[Raw items]

··········

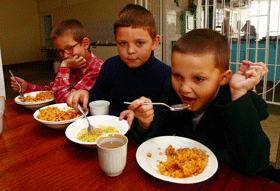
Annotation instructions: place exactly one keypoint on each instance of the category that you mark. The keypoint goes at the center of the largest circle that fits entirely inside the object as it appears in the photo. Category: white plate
(73, 129)
(152, 146)
(33, 105)
(57, 124)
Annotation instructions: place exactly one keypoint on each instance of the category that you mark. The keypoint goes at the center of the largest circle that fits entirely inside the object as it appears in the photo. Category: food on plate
(41, 96)
(56, 114)
(183, 162)
(84, 136)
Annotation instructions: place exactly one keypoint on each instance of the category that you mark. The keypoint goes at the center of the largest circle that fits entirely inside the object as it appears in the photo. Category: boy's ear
(156, 42)
(86, 42)
(226, 76)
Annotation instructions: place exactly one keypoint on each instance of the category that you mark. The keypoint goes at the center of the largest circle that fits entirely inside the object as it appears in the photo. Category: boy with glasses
(79, 68)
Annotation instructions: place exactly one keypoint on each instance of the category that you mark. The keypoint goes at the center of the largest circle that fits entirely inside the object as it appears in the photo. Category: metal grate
(257, 41)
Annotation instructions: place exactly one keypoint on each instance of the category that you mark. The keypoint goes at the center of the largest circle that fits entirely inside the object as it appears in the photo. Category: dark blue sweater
(118, 83)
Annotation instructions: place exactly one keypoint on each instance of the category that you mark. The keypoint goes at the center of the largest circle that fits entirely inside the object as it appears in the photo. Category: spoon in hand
(177, 107)
(90, 128)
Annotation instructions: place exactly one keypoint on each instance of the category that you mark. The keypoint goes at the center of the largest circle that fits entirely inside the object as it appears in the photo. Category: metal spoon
(177, 107)
(20, 91)
(90, 128)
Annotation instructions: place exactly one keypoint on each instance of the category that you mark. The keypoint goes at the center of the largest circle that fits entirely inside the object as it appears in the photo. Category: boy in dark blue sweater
(135, 71)
(225, 114)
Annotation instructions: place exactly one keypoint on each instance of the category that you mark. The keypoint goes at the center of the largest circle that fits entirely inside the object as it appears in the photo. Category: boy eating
(79, 68)
(225, 114)
(135, 71)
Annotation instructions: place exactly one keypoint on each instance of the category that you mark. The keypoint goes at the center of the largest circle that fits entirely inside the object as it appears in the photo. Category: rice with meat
(55, 114)
(85, 136)
(41, 96)
(183, 163)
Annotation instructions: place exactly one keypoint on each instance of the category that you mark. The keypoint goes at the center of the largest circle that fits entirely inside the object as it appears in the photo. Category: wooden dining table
(36, 157)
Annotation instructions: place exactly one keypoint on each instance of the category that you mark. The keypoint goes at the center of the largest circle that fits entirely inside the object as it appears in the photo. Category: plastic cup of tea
(1, 121)
(99, 107)
(112, 153)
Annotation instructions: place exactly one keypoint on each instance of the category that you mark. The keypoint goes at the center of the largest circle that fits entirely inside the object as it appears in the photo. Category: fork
(91, 128)
(177, 107)
(20, 91)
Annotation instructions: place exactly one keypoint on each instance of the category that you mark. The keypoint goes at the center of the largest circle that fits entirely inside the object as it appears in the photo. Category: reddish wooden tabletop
(36, 157)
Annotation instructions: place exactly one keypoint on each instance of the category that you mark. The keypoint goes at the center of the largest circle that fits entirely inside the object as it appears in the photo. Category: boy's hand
(22, 83)
(74, 62)
(127, 115)
(247, 77)
(74, 98)
(145, 113)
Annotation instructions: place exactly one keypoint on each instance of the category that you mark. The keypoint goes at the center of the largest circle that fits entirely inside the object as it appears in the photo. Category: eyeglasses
(69, 50)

··········

◆ Goal of the exercise ◆
Rename "keypoint" to "landmark" everywhere it occurs in the items above, and write out all of their lines again with nothing else changed. Leave the pictures out of your answer.

◆ Complete answer ◆
Annotation instructions: place exactly one landmark on each instance of the category that you mark. The landmark goes at the center of the largest circle that fits entirely inside the object as it appears in the photo. Category: white plate
(73, 129)
(152, 146)
(33, 105)
(57, 124)
Annotation instructions: place exactly one landmark on each instance of the category that you mark. The landmark goes at the center of the largest circle that fits entirely inside the object as it appears in the photo. Category: food on plate
(41, 96)
(56, 114)
(183, 162)
(84, 136)
Annotation instructions: place exactly one landmark on each instance of the category that you mark. The landmark goes at the center of the largest circle that fits entirely inside the object as it appears in the photo. Category: boy's ear
(156, 42)
(86, 42)
(226, 76)
Annotation instructions: place exactly one landmark on each instance of the category that you mark. The landmark goes at the center of the largest circle that fits entirely inside the object as it appears in the photo. Category: boy with glasses
(79, 68)
Annotation instructions: place exactly one landmark on each instance of the category that you mark. The landmark goes at the center of the largest circle that fits entirely inside the object as it appears in the photo. Category: metal grate
(257, 41)
Annotation instructions: place exactly one landmark on each instance of the category that you mark. The landmark goes at the center of the largest circle that fits entirely inside the object as it appears in the photo. Category: dark blue sweater
(118, 83)
Annotation instructions: place exactly one landmark on each instance of the category that you mark. The landmark goes at the center of the largest circle that fits entirely inside the object as it appears in the photo. Category: spoon in hand
(177, 107)
(90, 128)
Annotation instructions: place exactly one landmark on each instance of the category that you mark. The landmark goes at the center of the largest circle that fits entirely inside the object as it appears in the photo. Category: metal spoon
(177, 107)
(20, 91)
(90, 128)
Annotation instructions: place exactly one landmark on each instance of the category that you mark. The landmark goes at the center of the largest circle that fits entirely inside the object as it appears in the photo. Category: boy in dark blue sweater
(135, 71)
(225, 114)
Annotation instructions: place exactly one landmark on each instance of the category that you mark. The landmark goes at the center of the largest circle that fits entirely inside the object as it appears in the photo. Category: boy eating
(79, 68)
(225, 114)
(135, 71)
Annotation instructions: place exactly one landmark on each instance of the category that you mark. The landmark goes at the center of the largest circle that fits entirely inside the object as it appears in the photo. Category: rice with meat
(55, 114)
(85, 136)
(41, 96)
(183, 163)
Annotation instructions: place exactly one landmark on each instance of the category that you mark. The landmark goes at the center of the largest circle that fits entirely inside the object as it appears in the photo. Category: wooden dining table
(36, 157)
Annotation instructions: place exactly one landmark on each instance of the category that you mark. The landmark goes at the center of the largest circle that fits entirely inside the object as it appears in the photo. Category: plastic cup of tea
(1, 121)
(99, 107)
(112, 153)
Annotation instructions: place exactly one landmark on each instance of the category that you mark. The landmark goes at the center of the largest circle that fits entirely inside the object as it appears in the photo. Category: fork
(91, 128)
(177, 107)
(20, 91)
Annotation instructions: place exactly one landmark on each instance of the category that you mark. The landmark goes at the center of the largest circle that fits entirely inside the object as it appears in the photo. Category: reddish wooden tabletop
(36, 157)
Annotation instructions: place exactly one landmark on each instance of the category that you mark. The landmark goes at the center of the largest circle that fits entirely inside the object as it appears in the photo. Category: boy's hand
(22, 83)
(74, 62)
(127, 115)
(247, 77)
(74, 98)
(145, 113)
Annotation instructions: place exactly one landmark on each instance of the category that you mark. The landmark goes at the center of the largest circle that fits entirely inside the object as it appears in the photo. Category: eyeglasses
(69, 50)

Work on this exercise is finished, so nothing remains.